▶ _ZU ERLEDIGEN_:
- a) Beantworte anhand des Artikels über die Bauplatzvergabe in Kitzingen:
(i) Wie viele städtische Bauplätze werden am „Südlichen Hammerstiel“ vergeben?
(ii) Bis zu welchem Quadratmeterpreis kostet Baugrund laut Jens Pauluhn in Würzburger Stadtrandgemeinden?
(iii) Welche Stadtratsgruppe lehnt es ab, dass Bewerber mit einem bebaubaren Grundstück im Stadtgebiet zum Zuge kommen?
- b) Gib im Artikel über die Bauplatzvergabe in Kitzingen den Abschnitt, der mit den Worten „Wer heute einen“ beginnt und mit „längst bebaut sein.“ endet, erneut wieder und ersetze dabei „Stadtrat“ durch „Gemeinderat“.
- c) Führe den Artikel über die Bauplatzvergabe in Kitzingen nach seinem letzten Satz fort.

▶ _TEXTAUSZUG_:
--------------------------------

Wer heute einen Bauplatz ergattert, darf sich wie ein Hauptgewinner fühlen. Der Markt ist überhitzt, die Nachfrage riesig. Vielen Kandidaten bleibt in dem skurrilen Rennen nur die Niete: Sie gehen leer aus. Die Kommunen versuchen dabei den Eindruck zu zerstreuen, bei der Vergabe des raren Guts gehe es zu wie in einer Losbude. Auf das Lotterie-Prinzip zu setzen, wäre auch der Stadt Kitzingen zu billig. Und so hat sich der Stadtrat am Donnerstagabend bei der Vergabe der 27 städtischen Bauplätze am „Südlichen Hammerstiel“ weitgehend auf ein Verfahren verständigt, das die persönliche Situation des Bewerbers in den Mittelpunkt rückt. Verabschiedet werden soll es in der Sitzung am 11. Februar. Die Sache eilt, denn das rund zwei Hektar Gebiet unterhalb des Inno-Parks könnte längst bebaut sein.
Das Baugebiet wendet sich vor allem an Einheimische
Man übertreibt nicht, wenn man von einer Art Einheimischen-Modell spricht. Die besten Chancen, einen Bauplatz zu bekommen, hat demnach, wer seit Jahren in Kitzingen wohnt, möglichst viele Kinder hat und auch noch in der Stadt arbeitet. Die ÖDP-Stadtratsgruppe hatte sich für das stark lokal gefärbte Punktesystem ausgesprochen und einen entsprechenden Antrag eingebracht. Ihr Sprecher Jens Pauluhn verwies auf Würzburger Stadtrandgemeinden, in denen der Quadratmeter Baugrund bis zu 480 Euro koste. „Man kann sich vorstellen, wie attraktiv die Stadt Kitzingen für Bewerber aus Würzburg oder Nürnberg ist.“ Für Pauluhn geht es darum, jetzt möglichst rasch Fakten zu schaffen, denn eigentlich könnten sich ab nächster Woche die ersten Baukräne drehen – wenn die Grundstücke denn vergeben wären. Bisher ist nicht einmal der Preis bekannt. Oberbürgermeister Stefan Güntner (CSU) hat am Donnerstag schon einmal gewarnt: „Erschrecken Sie nicht, wenn wir Ihnen einen Vorschlag für den Quadratmeter-Preis nennen.“
Am Südlichen Hammerstiel geht es zwar nur um 27 Bauplätze, doch die Entscheidung zu deren Vergabe könnte Signalwirkung haben. Sind die Kriterien erst einmal erarbeitet, könnten sie auf alle künftigen Baugebiete angewendet werden. Die Zahl der Kinder, eine mögliche Behinderung oder Pflegebedürftigkeit in der Familie, die Wohndauer oder der Arbeitsort – diese Punkte sollen bei einer Entscheidung herangezogen werden und sind weitgehend unstrittig unter den Räten. Zu den vom OB angesprochenen „kritischen Punkten“ gehört der Grund- oder Hausbesitz. Sollen Bewerber zum Zuge kommen, die bereits ein bebaubares Grundstück im Stadtgebiet besitzen? Nein, meint die ÖDP.

--------------------------------

Einträge aus einer Datenquelle:
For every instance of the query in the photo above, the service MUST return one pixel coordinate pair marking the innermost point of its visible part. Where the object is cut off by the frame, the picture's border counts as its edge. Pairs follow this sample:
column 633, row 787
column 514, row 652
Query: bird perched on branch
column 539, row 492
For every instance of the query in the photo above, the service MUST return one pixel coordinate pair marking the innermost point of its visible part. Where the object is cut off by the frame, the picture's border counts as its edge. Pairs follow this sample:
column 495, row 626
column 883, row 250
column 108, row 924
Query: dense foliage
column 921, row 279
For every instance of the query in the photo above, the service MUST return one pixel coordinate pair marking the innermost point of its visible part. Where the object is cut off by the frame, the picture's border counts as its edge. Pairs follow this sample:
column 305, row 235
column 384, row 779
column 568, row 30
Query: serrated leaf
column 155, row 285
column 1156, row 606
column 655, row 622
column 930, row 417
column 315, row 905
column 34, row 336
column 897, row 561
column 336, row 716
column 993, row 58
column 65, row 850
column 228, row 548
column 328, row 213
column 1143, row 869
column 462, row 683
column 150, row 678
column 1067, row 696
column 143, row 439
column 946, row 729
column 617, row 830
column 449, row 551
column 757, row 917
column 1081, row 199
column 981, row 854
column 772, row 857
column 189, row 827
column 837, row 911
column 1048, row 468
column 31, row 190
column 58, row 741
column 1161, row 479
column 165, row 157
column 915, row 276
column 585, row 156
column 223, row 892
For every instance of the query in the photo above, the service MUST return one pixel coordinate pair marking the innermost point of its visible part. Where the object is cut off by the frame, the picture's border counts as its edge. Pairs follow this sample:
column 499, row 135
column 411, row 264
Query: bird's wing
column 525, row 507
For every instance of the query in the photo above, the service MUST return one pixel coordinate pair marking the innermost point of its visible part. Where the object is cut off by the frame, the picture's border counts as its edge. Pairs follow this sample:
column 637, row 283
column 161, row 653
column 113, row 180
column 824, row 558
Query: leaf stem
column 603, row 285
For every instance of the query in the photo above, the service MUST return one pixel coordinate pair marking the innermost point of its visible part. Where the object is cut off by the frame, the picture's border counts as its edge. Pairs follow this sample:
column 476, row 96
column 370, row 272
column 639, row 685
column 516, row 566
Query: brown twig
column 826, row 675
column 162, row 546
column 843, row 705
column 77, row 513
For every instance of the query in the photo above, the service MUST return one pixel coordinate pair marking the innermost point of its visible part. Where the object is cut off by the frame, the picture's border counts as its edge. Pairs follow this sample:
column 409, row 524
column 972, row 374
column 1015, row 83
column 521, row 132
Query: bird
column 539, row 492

--------------------------------

▶ _ERGEBNISSE JE AUFGABE_:
- a)
(i) 27
(ii) Bis zu 480 Euro
(iii) Die ÖDP

- b)
Wer heute einen Bauplatz ergattert, darf sich wie ein Hauptgewinner fühlen. Der Markt ist überhitzt, die Nachfrage riesig. Vielen Kandidaten bleibt in dem skurrilen Rennen nur die Niete: Sie gehen leer aus. Die Kommunen versuchen dabei den Eindruck zu zerstreuen, bei der Vergabe des raren Guts gehe es zu wie in einer Losbude. Auf das Lotterie-Prinzip zu setzen, wäre auch der Stadt Kitzingen zu billig. Und so hat sich der Gemeinderat am Donnerstagabend bei der Vergabe der 27 städtischen Bauplätze am „Südlichen Hammerstiel“ weitgehend auf ein Verfahren verständigt, das die persönliche Situation des Bewerbers in den Mittelpunkt rückt. Verabschiedet werden soll es in der Sitzung am 11. Februar. Die Sache eilt, denn das rund zwei Hektar Gebiet unterhalb des Inno-Parks könnte längst bebaut sein.

- c)
Um die beliebten Grundstückspekulationen zu vermeiden, plant die Stadt, in den Vergaberichtlinien eine Klausel zu verankern, nach der das erworbene Areal binnen drei Jahren bebaut und das Objekt binnen vier Jahren bezogen sein muss. Andernfalls besitze die Stadt ein Rück- oder Vorkaufsrecht. Was passieren kann, wenn eine solche Klausel fehlt, zeigt ein Blick in den Stadtteil Hoheim. Dort gibt es laut Ortssprecher Dieter Pfrenzinger mindestens ein Dutzend privater Grundstücke, die zum Teil seit Jahrzehnten unbebaut sind und angeblich für Kinder oder Enkel zurückgehalten werden.
Soll man Grundstücke für "Spezialfälle" reservieren?
Für die große Mehrheit des Stadtrats geht das erarbeitete Punktesystem in die richtige Richtung. Neben den von der Verwaltung festgeschriebenen Punkten gab es Vorschläge für weitere Kriterien: Manfred Paul (SPD) wünschte sich „ein paar Pluspunkte“ für ökologische Aspekte, etwa wenn ein Bauherr auf regenerative Energien setze. Uwe Pfeiffle (FBW) wollte ehrenamtlich Tätigen in Feuerwehr oder Vereinen zu Boni verhelfen. Und Thomas Rank (CSU) regte an, zwei bis drei Grundstücke für „Spezialfälle“ zu reservieren. Wenn etwa ein neuer Chefarzt nach Kitzingen komme oder ein Unternehmer, der Hunderte von Arbeitsplätzen schaffe, müsse man solchen Leuten doch Bauland anbieten können. „Es kann nicht sein, dass so Jemand dann nach Iphofen zieht“, so Rank.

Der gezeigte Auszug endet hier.